(SUPPLIED RECORDS begins)

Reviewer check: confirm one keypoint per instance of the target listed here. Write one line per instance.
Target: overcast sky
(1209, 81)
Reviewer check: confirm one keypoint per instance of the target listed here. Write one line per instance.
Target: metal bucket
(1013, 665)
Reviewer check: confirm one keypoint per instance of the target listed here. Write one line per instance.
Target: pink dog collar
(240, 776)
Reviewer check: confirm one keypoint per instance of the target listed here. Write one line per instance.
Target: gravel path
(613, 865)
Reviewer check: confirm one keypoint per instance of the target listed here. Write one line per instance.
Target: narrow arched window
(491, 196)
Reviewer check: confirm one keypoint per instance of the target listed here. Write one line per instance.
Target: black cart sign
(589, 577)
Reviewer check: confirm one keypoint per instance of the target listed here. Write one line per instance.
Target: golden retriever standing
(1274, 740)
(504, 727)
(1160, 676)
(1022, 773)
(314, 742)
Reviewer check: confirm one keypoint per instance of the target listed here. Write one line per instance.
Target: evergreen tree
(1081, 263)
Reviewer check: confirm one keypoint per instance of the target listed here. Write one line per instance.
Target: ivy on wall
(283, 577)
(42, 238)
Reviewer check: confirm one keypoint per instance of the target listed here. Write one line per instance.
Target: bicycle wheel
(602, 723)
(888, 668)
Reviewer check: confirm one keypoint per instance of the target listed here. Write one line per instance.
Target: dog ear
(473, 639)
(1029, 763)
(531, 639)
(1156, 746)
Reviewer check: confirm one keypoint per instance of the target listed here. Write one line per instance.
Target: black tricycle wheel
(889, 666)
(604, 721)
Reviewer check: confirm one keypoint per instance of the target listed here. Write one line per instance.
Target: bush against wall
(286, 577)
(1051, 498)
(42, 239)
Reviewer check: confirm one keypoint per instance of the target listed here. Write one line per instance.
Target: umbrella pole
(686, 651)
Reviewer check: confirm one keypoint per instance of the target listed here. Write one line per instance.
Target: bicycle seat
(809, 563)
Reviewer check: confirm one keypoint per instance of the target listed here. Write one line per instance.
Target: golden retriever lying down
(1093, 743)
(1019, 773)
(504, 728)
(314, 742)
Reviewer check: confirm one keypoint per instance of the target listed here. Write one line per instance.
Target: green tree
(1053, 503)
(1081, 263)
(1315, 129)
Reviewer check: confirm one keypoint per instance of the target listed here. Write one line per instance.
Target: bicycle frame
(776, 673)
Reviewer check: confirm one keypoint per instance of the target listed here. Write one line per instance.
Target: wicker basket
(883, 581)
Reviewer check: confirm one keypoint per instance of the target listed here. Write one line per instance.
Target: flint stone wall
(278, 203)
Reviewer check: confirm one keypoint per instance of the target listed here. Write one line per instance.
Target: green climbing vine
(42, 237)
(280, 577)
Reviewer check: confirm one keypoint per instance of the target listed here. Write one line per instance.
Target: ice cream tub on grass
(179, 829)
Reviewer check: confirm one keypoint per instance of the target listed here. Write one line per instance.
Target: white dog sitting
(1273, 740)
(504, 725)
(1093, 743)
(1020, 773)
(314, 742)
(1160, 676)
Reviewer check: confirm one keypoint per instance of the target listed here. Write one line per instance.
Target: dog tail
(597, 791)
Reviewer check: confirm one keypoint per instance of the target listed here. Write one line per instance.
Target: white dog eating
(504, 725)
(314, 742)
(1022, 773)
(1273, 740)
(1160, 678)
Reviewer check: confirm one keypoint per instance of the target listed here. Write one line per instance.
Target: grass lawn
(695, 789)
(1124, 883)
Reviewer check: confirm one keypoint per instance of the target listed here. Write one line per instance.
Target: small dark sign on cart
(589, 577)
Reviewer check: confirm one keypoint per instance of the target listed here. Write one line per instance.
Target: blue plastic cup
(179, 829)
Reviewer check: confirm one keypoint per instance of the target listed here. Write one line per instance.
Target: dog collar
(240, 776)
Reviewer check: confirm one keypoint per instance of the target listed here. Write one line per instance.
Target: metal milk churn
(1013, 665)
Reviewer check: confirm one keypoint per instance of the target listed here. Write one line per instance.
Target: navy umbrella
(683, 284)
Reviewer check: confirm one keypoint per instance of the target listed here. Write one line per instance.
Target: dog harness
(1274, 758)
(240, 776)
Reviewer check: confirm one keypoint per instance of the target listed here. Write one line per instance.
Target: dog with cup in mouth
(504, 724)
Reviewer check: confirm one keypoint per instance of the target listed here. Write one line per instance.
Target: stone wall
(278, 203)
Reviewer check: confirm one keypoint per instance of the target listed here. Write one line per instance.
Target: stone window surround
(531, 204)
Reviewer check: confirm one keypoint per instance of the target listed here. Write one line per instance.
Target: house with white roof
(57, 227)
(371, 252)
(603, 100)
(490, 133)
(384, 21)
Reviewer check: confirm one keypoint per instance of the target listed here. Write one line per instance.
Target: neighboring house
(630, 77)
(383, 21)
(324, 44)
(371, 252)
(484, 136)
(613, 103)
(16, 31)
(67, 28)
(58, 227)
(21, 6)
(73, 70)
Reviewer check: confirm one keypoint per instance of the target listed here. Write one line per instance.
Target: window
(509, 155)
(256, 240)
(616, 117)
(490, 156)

(SUPPLIED RECORDS ends)

● WHAT THE EXERCISE ASKS
Retype all the data. Nothing may be left out or altered.

● RESPONSE BOX
Reviewer check: confirm one keypoint per instance of the target listed here. Write one line per instance.
Target: overcast sky
(1209, 81)
Reviewer check: confirm one keypoint per instance of the target listed here. Write one line per instance.
Target: metal bucket
(1013, 665)
Reviewer check: confirm one keypoint per instance of the target listed here. Write one line per instance.
Target: pink dog collar
(240, 776)
Reviewer check: confirm one keypoint per instance of the target listed here. Write one line per instance.
Target: gravel path
(613, 865)
Reviewer check: confirm one keypoint per instance of the target listed here. Write one line per instance.
Target: narrow arched window
(491, 196)
Reviewer check: confirm one keypoint per instance of the target listed here. Write one line per instance.
Target: black cart sign
(589, 577)
Reviewer check: confirm one keypoint per instance of the target listed here. Write one line per instance.
Target: golden retriever standing
(1274, 740)
(504, 727)
(1160, 676)
(1022, 773)
(314, 742)
Reviewer check: confirm one keypoint per instance of the target listed here. Write one line per instance.
Target: evergreen tree
(1081, 263)
Reviewer check: confirm one keypoint per instance of the target listed here. Write one line per instance.
Target: ivy on wall
(283, 577)
(42, 238)
Reviewer check: confirm one keypoint per instance of the target listed here. Write one line per instance.
Target: bicycle wheel
(602, 723)
(888, 668)
Reviewer check: confirm one keypoint per instance of the target listed here. Write one line per instance.
Target: dog ear
(473, 639)
(1029, 763)
(531, 639)
(1156, 746)
Reviewer check: confirm one keypoint per instance of the target listed here. Write one line per instance.
Target: black tricycle wheel
(889, 666)
(604, 721)
Reviewer check: confirm one keypoint per instance of the target listed here. Write one line per instance.
Target: bush against wall
(286, 577)
(1051, 498)
(42, 239)
Reviewer check: confirm one keypoint per instance of the target listed here. Write one line per instance.
Target: umbrella pole
(686, 651)
Reviewer check: confirm one keypoint per instance of the target listed here. Write one line per instance.
Target: bicycle seat
(809, 563)
Reviewer check: confirm one keypoint per instance of the target listed here. Write one line per instance.
Target: golden retriever lying down
(1093, 743)
(1019, 773)
(504, 728)
(314, 742)
Reviewer check: confirm one keypoint per instance of the target listed here. Write one line per instance.
Target: green tree
(1053, 503)
(1081, 263)
(1315, 129)
Reviewer check: confirm one keypoint per instance of the target listed here. Write one line per instance.
Target: bicycle frame
(776, 673)
Reviewer check: confirm one keypoint per instance of the target listed here. Write one line per instance.
Target: wicker basket
(883, 581)
Reviewer check: confirm one keypoint per instance of the target listed here. Write one line per instance.
Target: flint stone wall
(278, 203)
Reviewer check: confirm one keypoint per instance of the target listed here. Write one line per instance.
Target: green climbing vine
(42, 237)
(280, 577)
Reviewer check: confirm one keypoint per instance of the target listed here. Write one line per instance.
Target: ice cream tub on grass
(179, 829)
Reviewer check: confirm one keypoint per instance of the target listed here. Write one line per instance.
Target: white dog sitting
(1273, 740)
(504, 725)
(1093, 743)
(1020, 773)
(314, 742)
(1160, 676)
Reviewer check: confirm one keypoint per instance of the target listed here. Write one line per instance.
Target: dog tail
(597, 791)
Reviewer check: confirm one keypoint per instance of the target listed here. Write one line per instance.
Target: white dog eating
(504, 725)
(314, 742)
(1022, 773)
(1273, 740)
(1160, 678)
Reviewer check: confirm one keypoint per instance of the target listed here. Write one line per instance.
Target: grass lawn
(695, 789)
(1124, 883)
Reviewer check: confirm one keypoint per instance of the target listed here. Write one line per instance.
Target: small dark sign on cart
(589, 577)
Reviewer check: confirm one keypoint per instance of the target listed here. Write one line per instance.
Target: blue plastic cup
(179, 829)
Reviewer check: confirm one keypoint per instance of the target listed here. Write one line per instance.
Target: dog collar
(240, 776)
Reviewer check: confirm one keypoint per instance of the target listed here. Write one line per instance.
Target: metal milk churn
(1013, 665)
Reviewer check: confirm one keypoint per instance of the target listed here. Write one line per instance.
Target: navy umbrella
(683, 284)
Reviewer check: confirm one keypoint per instance of the target listed here. Write one line per instance.
Target: dog harness
(1274, 758)
(240, 776)
Reviewer check: confirm one keypoint per instance of the target listed here. Write one line per instance.
Target: dog with cup in mouth
(504, 724)
Reviewer check: confirm one keypoint per instance of the target listed here. Write one line per instance.
Target: stone wall
(278, 203)
Reviewer check: confirm one keypoint per instance of the target listed here. Write one line per instance.
Target: stone window surround
(531, 204)
Reviewer check: confirm one keypoint per instance of the target listed here. Write one line per instance.
Target: house with white roof
(57, 227)
(371, 252)
(603, 100)
(490, 133)
(384, 21)
Reviewer check: confirm one keypoint per instance of the target listed here. Write one line per instance.
Target: neighboring house
(630, 77)
(383, 21)
(324, 44)
(371, 252)
(484, 136)
(613, 103)
(16, 31)
(67, 28)
(58, 227)
(21, 6)
(73, 70)
Reviewer check: confirm one keypoint per instance of the target listed here. Write one line per instance.
Target: window
(509, 155)
(256, 240)
(616, 117)
(490, 156)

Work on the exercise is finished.